Go through the lines below and copy any that hold the string "vehicle".

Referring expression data
►

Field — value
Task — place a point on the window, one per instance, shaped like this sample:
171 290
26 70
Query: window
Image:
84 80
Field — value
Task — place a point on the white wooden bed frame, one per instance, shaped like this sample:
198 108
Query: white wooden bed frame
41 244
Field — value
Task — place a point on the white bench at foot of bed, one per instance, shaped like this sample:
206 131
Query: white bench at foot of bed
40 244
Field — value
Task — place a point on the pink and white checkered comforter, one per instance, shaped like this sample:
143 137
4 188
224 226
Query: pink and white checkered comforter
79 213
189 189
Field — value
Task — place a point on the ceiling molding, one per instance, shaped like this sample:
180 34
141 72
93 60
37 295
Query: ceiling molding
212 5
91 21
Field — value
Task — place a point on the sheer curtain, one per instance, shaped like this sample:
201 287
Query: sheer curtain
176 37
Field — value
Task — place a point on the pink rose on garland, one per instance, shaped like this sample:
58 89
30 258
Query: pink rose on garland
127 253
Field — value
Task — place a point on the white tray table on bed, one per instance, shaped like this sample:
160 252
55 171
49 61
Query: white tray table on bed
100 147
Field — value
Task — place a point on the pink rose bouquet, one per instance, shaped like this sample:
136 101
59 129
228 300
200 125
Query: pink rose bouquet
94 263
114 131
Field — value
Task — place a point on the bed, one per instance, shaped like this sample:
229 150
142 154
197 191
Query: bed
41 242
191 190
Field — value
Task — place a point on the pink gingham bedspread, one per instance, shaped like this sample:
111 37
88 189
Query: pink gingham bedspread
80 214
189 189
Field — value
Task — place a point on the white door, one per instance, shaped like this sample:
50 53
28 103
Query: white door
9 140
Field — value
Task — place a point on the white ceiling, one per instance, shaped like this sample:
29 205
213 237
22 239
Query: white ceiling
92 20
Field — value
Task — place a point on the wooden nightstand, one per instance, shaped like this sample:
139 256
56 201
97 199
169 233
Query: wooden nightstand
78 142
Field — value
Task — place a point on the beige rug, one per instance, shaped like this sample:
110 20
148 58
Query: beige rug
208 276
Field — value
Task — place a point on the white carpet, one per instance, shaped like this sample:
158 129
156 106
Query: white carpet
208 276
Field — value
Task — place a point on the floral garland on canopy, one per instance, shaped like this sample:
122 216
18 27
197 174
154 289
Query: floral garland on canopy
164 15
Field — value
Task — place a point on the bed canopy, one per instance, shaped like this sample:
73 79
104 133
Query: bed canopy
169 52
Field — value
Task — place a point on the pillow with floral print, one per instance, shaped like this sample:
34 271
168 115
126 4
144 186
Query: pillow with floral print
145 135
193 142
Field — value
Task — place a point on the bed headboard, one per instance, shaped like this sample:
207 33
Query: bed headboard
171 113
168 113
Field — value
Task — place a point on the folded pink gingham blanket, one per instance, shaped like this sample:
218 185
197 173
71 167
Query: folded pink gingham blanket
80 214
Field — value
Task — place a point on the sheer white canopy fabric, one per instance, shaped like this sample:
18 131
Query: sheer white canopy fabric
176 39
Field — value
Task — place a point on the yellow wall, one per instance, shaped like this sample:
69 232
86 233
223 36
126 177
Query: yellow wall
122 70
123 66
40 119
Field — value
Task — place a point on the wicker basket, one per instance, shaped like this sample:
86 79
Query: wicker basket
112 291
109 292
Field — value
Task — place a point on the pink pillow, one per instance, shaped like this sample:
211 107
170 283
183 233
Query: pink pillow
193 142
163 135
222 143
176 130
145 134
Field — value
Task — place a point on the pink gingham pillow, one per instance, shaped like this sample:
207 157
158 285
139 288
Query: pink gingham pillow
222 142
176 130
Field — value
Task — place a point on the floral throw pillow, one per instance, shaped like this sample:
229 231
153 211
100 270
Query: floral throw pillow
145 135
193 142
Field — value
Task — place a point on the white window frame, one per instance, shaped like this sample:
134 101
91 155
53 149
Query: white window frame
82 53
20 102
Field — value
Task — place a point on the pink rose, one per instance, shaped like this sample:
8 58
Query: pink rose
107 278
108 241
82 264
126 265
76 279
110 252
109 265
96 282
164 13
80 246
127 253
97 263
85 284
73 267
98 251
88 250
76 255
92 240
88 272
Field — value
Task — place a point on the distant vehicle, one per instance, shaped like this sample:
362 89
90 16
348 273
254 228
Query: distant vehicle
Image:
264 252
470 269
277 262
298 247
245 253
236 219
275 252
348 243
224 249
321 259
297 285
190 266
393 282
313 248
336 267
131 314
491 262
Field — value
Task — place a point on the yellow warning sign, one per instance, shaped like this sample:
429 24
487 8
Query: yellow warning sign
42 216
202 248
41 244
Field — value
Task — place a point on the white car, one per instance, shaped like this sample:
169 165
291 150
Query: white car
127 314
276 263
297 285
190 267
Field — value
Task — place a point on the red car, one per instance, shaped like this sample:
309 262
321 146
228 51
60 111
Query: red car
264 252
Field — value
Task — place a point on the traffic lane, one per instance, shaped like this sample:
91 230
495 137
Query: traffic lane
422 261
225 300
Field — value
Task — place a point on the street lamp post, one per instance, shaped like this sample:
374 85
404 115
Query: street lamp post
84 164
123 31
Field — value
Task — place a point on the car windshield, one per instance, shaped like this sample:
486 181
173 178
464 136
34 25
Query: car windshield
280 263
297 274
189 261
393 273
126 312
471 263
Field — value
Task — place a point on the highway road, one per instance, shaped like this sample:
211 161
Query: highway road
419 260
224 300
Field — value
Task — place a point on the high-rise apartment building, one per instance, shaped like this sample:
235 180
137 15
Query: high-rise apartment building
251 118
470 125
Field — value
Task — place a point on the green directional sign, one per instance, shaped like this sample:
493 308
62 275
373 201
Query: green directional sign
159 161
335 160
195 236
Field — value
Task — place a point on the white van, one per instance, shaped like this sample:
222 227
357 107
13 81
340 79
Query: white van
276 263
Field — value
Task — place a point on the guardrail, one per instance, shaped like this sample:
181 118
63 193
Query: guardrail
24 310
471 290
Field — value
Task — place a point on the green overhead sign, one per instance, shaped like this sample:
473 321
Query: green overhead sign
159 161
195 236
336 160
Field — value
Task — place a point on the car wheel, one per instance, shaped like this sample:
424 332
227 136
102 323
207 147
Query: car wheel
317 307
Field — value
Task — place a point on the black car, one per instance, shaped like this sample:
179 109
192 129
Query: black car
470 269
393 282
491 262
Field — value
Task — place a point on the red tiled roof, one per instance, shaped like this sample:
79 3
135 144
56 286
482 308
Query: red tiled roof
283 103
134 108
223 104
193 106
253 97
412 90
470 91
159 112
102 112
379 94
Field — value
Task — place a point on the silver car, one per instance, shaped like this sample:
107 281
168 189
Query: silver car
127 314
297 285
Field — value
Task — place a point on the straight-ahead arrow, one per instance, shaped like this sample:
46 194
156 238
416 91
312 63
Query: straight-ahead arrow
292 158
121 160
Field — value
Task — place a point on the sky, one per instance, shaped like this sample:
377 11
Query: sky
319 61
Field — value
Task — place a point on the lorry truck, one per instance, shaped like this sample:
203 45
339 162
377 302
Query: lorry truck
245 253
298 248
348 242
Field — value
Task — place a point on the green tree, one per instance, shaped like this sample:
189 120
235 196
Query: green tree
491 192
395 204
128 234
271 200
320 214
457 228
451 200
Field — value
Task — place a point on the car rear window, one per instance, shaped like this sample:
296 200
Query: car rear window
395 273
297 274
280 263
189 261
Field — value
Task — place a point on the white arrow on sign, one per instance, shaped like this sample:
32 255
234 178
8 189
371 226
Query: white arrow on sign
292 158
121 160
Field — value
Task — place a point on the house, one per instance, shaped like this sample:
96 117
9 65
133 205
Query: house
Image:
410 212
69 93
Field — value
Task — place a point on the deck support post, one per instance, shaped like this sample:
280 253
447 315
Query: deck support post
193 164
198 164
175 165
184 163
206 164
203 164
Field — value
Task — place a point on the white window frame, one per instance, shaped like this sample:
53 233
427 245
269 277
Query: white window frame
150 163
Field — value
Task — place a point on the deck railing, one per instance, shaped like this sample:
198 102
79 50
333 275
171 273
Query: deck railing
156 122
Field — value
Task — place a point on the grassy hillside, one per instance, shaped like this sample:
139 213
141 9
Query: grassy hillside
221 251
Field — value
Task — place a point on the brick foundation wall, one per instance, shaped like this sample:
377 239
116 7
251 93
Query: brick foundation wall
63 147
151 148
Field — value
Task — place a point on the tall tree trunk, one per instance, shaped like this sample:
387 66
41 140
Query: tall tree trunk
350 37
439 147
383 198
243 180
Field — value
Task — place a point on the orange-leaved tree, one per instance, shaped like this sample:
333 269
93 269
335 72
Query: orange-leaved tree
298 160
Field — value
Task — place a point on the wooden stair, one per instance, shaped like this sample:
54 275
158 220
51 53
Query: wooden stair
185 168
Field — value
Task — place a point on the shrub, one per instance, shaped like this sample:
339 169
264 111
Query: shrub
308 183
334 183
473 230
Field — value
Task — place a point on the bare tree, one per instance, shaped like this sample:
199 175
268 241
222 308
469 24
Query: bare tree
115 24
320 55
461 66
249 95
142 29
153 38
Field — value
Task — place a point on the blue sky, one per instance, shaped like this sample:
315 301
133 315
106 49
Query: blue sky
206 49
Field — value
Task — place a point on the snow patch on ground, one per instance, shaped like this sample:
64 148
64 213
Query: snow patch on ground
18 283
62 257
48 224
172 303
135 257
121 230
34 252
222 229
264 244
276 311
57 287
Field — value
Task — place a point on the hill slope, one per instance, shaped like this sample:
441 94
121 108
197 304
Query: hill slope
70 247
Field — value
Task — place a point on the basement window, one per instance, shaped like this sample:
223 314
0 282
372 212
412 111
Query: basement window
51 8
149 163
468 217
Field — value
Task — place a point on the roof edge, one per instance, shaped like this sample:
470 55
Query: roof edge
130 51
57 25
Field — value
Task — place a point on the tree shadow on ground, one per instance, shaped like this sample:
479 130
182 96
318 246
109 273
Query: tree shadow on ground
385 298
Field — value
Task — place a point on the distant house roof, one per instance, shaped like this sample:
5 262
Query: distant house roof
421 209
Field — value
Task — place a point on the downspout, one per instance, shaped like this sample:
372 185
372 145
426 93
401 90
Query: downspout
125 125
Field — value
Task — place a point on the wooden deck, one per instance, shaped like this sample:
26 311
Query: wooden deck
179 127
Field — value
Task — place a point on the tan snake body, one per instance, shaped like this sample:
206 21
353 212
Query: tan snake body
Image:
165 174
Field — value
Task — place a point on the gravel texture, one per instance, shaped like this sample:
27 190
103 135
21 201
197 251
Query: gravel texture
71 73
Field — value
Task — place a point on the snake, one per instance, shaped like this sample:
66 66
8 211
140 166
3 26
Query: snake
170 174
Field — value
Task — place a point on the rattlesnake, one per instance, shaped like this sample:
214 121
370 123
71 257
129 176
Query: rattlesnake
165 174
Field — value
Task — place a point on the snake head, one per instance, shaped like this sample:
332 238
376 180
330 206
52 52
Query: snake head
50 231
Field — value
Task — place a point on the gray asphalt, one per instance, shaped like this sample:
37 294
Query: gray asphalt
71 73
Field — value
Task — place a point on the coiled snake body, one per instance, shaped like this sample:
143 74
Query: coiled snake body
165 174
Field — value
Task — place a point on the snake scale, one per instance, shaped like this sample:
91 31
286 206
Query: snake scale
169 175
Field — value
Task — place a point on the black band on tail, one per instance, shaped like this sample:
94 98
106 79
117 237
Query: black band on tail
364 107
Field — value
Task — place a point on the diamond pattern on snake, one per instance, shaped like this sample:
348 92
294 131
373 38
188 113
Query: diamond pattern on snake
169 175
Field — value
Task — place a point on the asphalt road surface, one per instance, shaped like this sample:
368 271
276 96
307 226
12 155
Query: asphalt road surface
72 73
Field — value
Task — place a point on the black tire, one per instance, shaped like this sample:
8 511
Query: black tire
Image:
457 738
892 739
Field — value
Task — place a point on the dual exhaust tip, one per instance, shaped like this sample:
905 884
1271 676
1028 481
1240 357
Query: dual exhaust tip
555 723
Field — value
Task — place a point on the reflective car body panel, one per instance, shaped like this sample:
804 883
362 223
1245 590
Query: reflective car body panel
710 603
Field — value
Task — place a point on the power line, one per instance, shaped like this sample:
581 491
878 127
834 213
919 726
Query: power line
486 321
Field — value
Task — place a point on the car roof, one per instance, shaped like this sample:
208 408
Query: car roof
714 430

◄

**Solution to the problem**:
Task — place a point on the distant vehicle, one per instance, shaped like this sample:
Query: distant vehicle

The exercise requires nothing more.